— Start Provided text —
The New Education CFO

From Scorekeeper to Strategic Leader

The strategic education chief financial officer can better address the growing complexity of operating school districts in a challenging fiscal environment, as well as the need to transform how K-12 education prepares today's students to succeed.

This report contains a correction.

Whether in a school district or corporate office, there are a number of less-than-flattering monikers for a chief financial officer, such as “number cruncher,” “bean counter,” “the green visor,” and “Dr. No.”

Traditionally, district and corporate leaders regarded chief financial officers, or CFOs, as chief accountants. They were the individuals tasked with ensuring financial compliance, settling the books, creating reports, and cutting costs. The CFO was inherently risk averse and internally focused; he or she was there to backstop the ambitious plans of others.

Certainly, those accountability functions are no less important now than they were in the past. However, many CFOs are responding to today’s more complex business and fiscal environments by changing their job descriptions. Whether it’s in a small health care firm, a Fortune 500 company, or a large nonprofit organization, CFOs are pushing more and more into the role of what is best described as a “strategic CFO”—a chief accountant and valued partner who brings analytic expertise to high-level strategic decisions.
— End Provided text —
— Start Stored data —
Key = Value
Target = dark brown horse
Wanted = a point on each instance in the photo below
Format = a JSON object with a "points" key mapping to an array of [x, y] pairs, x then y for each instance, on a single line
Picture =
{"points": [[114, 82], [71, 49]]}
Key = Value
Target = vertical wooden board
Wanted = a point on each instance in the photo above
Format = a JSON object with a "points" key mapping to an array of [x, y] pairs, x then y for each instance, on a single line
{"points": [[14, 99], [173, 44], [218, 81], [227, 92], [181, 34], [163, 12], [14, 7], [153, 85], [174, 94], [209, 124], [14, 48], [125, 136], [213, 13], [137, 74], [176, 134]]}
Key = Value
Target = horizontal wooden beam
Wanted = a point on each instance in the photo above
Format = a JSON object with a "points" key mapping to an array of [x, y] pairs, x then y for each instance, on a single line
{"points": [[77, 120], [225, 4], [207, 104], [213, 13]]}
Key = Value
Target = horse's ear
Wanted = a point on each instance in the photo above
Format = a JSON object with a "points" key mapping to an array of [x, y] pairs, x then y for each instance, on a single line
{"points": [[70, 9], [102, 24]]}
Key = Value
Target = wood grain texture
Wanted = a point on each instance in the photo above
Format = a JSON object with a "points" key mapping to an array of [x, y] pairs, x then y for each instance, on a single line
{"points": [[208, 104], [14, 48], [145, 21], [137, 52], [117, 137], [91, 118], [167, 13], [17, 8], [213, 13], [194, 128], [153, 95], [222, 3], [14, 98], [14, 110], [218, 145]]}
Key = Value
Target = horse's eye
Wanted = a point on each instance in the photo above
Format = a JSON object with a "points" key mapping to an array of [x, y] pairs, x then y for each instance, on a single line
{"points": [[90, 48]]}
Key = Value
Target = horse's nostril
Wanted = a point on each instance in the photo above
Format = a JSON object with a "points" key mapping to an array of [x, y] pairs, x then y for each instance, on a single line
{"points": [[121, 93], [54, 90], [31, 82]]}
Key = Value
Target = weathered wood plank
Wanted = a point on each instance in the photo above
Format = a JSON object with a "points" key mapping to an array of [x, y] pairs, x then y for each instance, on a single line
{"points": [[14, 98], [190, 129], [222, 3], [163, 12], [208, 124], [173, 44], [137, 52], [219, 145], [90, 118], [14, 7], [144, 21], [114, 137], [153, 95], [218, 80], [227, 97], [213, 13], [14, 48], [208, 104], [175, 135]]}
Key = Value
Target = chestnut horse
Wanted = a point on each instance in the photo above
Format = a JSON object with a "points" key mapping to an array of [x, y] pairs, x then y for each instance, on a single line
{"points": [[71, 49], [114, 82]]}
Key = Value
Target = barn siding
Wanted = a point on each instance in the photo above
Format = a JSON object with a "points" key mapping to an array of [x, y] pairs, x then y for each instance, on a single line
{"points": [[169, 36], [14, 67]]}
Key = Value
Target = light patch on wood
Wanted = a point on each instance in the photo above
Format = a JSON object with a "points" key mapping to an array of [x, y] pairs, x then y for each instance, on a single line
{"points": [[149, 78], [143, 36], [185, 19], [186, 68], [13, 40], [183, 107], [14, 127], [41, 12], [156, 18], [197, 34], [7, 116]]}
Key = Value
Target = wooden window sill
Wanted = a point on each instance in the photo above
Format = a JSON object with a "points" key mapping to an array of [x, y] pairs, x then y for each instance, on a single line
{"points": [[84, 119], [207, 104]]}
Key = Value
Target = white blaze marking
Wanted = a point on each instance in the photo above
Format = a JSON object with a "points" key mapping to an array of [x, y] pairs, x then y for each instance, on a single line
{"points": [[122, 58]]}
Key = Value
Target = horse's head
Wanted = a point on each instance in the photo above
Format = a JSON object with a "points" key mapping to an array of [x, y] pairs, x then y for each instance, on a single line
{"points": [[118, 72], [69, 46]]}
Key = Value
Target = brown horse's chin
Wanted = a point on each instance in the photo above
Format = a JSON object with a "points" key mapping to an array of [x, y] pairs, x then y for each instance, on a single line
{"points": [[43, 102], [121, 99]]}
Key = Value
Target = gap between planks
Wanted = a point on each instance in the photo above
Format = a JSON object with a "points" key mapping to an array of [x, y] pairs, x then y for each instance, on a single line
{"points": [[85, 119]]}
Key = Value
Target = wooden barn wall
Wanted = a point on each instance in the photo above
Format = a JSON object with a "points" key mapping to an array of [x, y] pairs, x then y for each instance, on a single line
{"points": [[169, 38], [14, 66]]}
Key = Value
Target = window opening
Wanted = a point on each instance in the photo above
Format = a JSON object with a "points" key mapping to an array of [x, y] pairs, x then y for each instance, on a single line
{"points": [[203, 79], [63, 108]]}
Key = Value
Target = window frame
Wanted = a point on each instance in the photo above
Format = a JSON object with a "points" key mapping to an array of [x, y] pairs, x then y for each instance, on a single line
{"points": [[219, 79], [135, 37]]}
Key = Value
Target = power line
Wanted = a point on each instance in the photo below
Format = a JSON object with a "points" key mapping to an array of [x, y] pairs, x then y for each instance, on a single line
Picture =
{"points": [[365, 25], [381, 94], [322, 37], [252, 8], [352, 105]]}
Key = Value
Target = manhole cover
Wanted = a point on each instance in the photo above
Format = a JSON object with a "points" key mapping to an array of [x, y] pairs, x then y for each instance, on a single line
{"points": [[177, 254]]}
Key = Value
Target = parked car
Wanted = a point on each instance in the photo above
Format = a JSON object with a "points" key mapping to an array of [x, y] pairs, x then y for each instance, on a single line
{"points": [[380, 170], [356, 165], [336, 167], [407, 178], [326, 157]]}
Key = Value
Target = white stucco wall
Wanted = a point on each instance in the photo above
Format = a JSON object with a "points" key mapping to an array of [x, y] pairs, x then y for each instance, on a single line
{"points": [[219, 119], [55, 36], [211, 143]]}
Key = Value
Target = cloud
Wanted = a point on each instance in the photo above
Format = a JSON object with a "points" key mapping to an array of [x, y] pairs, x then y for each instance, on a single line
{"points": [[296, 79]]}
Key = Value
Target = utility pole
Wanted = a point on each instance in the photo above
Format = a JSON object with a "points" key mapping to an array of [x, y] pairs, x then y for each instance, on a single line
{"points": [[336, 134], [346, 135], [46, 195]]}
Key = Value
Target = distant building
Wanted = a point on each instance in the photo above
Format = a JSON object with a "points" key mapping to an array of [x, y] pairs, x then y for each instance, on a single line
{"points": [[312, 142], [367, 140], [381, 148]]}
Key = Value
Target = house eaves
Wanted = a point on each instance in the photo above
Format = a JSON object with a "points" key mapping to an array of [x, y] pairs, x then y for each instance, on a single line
— End Stored data —
Requirements:
A - Output the stretch of the education CFO text from "Traditionally, district and" through "plans of others.", copying it word for word.
B - Go on with the text about the new education CFO from where it stops.

Results of the tasks:
A -
Traditionally, district and corporate leaders regarded chief financial officers, or CFOs, as chief accountants. They were the individuals tasked with ensuring financial compliance, settling the books, creating reports, and cutting costs. The CFO was inherently risk averse and internally focused; he or she was there to backstop the ambitious plans of others.

B -
Strategic CFOs provide chief executive officers and their leadership teams with actionable data and make explicit the choices and tradeoffs required in tight budgetary times. They partner with other executives to look at a company’s cost structure and investments across the board and help make sure that the budget reflects an organization’s priorities. Strategic CFOs understand the “why” behind financial decisions, can effectively communicate that to the public, and focus on building sustainability. Put simply, today’s CFOs look not just backward but forward as well.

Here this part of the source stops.